Stated exercise — Show every line in the listing below that contains the string "fence", copying each such line in full.

Data provided —
_ _ _ _ _
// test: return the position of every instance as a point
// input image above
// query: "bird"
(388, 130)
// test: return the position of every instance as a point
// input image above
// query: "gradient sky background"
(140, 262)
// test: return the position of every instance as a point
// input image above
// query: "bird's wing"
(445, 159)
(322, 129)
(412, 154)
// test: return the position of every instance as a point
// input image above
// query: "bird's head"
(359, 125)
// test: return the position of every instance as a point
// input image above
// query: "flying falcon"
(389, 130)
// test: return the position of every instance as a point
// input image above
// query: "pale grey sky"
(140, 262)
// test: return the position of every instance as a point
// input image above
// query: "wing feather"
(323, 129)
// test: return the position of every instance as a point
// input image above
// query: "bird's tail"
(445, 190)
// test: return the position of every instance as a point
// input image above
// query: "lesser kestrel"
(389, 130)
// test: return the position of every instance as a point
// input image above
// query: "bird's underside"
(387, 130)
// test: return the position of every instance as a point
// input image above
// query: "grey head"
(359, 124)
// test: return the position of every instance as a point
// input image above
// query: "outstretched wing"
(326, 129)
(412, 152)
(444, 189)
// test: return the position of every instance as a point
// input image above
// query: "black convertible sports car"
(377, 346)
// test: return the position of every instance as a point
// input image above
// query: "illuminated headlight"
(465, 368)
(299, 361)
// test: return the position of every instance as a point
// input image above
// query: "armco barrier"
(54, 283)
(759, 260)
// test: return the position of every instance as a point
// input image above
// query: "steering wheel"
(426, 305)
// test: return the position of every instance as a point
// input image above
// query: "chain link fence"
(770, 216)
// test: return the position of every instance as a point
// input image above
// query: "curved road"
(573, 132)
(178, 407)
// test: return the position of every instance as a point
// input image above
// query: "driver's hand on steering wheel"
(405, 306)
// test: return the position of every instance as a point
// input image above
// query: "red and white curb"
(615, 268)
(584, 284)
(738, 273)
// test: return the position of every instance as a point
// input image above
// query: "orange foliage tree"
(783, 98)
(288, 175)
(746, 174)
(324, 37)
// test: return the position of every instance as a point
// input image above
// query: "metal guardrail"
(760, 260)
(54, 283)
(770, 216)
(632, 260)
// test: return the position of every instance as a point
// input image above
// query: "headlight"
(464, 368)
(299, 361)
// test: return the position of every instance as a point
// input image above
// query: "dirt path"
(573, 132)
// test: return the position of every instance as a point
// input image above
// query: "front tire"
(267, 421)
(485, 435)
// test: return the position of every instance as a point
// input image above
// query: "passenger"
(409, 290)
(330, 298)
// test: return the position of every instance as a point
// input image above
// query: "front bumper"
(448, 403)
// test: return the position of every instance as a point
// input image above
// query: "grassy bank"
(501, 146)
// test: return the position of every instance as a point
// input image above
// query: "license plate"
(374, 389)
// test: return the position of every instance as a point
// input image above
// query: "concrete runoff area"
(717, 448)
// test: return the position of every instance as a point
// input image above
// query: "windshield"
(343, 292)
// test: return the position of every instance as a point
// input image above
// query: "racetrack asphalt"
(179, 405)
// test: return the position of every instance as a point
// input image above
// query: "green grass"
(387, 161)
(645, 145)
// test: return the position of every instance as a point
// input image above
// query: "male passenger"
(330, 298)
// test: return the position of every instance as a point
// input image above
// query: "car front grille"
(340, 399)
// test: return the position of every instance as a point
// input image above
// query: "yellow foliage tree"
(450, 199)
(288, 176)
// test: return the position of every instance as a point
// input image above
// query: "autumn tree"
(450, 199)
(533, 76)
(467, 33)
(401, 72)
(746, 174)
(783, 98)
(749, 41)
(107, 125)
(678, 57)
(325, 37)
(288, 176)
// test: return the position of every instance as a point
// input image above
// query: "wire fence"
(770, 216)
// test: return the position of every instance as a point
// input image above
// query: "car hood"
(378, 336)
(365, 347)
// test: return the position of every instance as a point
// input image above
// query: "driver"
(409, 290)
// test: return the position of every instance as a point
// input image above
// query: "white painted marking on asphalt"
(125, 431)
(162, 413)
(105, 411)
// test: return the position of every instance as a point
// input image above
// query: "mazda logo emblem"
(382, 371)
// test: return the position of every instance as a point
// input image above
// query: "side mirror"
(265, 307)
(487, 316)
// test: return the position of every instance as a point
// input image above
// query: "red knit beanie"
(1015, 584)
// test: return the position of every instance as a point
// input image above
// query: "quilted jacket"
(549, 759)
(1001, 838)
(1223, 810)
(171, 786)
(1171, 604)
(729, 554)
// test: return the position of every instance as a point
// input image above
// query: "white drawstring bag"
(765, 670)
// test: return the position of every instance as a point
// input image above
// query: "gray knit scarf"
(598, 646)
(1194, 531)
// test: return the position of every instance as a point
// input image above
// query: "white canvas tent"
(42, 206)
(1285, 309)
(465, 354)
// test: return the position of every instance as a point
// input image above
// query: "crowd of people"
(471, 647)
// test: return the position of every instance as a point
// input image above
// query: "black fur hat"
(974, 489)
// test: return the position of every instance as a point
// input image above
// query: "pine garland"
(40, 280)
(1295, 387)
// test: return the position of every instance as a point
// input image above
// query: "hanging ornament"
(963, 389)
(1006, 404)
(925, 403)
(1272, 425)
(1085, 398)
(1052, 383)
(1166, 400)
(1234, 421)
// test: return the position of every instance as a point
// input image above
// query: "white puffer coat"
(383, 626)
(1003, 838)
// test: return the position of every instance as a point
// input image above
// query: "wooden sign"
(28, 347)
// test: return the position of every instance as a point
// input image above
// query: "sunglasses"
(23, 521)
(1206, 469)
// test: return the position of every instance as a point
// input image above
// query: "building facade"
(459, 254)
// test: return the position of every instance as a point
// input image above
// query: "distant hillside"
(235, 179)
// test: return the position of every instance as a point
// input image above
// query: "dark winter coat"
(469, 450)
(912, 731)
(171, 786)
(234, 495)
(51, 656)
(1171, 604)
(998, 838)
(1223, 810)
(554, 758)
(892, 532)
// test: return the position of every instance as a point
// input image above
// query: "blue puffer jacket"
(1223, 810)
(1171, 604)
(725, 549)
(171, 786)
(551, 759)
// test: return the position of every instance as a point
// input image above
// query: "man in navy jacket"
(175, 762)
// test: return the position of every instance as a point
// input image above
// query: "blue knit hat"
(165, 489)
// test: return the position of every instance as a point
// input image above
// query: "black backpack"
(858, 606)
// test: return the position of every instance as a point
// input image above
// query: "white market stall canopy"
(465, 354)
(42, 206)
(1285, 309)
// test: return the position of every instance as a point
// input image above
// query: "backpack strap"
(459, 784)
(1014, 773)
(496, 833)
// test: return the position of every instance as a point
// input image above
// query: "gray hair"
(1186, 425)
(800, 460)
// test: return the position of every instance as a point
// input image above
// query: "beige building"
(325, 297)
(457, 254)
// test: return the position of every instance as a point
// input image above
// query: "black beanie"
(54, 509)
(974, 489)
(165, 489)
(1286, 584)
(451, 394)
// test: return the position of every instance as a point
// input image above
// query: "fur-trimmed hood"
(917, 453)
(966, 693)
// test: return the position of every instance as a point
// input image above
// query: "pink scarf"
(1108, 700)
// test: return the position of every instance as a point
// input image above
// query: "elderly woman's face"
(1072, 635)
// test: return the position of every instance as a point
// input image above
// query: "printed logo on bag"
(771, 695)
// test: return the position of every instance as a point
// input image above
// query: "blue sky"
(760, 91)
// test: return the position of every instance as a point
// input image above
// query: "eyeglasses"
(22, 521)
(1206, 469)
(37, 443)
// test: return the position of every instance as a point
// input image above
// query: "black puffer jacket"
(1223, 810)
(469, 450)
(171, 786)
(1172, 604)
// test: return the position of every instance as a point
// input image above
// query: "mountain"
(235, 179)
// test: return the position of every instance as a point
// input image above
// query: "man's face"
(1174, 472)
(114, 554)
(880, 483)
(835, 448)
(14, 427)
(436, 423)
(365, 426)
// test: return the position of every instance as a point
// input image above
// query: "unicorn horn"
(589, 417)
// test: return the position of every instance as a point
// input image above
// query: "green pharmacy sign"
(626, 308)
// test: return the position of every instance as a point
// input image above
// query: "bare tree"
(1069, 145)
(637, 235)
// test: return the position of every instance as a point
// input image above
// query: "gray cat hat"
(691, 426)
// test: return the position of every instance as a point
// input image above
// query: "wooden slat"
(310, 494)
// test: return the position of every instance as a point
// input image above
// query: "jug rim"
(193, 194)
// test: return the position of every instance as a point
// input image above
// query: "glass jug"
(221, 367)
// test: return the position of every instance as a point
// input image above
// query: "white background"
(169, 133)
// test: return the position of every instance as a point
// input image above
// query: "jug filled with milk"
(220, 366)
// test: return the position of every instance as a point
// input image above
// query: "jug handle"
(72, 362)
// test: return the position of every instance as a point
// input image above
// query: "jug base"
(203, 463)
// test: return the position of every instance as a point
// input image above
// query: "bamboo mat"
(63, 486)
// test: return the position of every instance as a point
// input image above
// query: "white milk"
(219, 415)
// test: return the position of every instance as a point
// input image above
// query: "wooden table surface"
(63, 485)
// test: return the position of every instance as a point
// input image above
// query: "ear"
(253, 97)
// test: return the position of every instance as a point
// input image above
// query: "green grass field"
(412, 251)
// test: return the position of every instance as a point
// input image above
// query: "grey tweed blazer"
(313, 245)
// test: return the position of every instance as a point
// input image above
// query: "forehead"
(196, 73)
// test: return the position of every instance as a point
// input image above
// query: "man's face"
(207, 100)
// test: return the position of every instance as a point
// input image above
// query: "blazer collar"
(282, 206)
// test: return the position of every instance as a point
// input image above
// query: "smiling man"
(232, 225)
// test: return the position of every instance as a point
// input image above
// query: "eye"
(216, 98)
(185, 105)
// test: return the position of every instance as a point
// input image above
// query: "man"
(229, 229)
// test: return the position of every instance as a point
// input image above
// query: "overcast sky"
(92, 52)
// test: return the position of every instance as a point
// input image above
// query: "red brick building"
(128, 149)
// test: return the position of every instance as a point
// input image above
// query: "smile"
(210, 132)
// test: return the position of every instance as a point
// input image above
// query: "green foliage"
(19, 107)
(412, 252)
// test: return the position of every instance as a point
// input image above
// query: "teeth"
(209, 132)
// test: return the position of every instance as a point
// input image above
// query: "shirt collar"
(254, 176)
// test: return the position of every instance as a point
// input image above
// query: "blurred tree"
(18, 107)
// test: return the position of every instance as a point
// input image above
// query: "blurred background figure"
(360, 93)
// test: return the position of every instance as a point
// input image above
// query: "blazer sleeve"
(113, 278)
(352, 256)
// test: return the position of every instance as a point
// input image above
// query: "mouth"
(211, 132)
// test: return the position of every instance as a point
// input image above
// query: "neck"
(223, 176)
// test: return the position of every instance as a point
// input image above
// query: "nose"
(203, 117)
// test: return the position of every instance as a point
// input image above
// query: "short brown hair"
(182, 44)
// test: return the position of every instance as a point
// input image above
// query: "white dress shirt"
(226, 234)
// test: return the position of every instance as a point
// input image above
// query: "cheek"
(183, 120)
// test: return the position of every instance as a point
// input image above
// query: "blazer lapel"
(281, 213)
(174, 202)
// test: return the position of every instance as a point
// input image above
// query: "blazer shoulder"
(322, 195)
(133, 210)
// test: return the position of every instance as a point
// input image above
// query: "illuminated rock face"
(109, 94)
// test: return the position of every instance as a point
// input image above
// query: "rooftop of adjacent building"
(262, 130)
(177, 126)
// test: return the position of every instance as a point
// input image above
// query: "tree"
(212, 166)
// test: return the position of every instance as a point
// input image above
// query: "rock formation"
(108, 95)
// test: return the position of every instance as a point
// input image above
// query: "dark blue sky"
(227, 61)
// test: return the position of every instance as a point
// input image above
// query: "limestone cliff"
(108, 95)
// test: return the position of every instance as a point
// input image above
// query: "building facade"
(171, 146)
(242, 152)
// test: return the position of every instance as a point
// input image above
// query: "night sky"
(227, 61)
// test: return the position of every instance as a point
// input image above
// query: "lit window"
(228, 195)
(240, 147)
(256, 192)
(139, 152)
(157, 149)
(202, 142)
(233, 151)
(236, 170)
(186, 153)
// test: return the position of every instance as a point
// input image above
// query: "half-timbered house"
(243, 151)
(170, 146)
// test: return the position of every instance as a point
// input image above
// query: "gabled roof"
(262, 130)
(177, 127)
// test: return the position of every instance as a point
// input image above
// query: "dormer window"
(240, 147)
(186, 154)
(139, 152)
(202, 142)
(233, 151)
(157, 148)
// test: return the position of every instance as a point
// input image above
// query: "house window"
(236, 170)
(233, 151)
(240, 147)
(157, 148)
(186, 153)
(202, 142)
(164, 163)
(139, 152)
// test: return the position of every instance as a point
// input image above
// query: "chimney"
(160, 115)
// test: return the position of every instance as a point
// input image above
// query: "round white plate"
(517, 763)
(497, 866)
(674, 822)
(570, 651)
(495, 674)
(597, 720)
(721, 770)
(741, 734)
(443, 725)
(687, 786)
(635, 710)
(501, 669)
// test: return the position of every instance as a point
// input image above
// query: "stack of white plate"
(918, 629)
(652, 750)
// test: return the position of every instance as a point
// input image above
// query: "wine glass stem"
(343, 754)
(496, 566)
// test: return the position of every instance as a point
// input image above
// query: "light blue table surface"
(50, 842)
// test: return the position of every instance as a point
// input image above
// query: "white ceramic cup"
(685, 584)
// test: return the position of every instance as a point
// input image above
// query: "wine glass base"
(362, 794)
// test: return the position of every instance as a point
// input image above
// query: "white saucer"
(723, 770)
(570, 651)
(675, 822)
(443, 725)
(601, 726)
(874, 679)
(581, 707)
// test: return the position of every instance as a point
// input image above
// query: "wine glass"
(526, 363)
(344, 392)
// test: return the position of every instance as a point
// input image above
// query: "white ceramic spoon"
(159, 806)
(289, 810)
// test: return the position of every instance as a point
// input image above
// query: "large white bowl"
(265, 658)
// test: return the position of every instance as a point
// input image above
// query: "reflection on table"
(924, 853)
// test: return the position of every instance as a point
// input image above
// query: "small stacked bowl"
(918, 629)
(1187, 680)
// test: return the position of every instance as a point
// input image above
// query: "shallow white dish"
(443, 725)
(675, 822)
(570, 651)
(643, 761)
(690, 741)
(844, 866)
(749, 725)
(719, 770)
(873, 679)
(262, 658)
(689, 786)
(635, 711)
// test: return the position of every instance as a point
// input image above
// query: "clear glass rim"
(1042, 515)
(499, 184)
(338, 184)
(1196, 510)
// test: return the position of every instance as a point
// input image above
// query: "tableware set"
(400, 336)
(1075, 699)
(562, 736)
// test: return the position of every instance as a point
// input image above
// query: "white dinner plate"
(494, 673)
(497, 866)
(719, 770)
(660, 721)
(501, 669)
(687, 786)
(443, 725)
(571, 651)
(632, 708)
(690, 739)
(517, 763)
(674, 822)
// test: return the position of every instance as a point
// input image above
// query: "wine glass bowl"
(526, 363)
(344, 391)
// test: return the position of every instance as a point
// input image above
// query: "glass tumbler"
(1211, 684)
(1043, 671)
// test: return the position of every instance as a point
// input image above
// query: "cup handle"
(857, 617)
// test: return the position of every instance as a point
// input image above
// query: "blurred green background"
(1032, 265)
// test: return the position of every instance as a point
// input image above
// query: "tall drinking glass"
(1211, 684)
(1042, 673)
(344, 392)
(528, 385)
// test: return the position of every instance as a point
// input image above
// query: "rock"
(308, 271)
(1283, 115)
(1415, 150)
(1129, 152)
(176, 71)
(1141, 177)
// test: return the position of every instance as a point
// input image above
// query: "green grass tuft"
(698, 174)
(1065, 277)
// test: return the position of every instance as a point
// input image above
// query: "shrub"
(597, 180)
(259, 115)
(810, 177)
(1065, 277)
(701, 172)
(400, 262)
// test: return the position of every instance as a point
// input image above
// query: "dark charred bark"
_ _ _ _ _
Completed task —
// query: "chain link fence"
// query: "wire fence"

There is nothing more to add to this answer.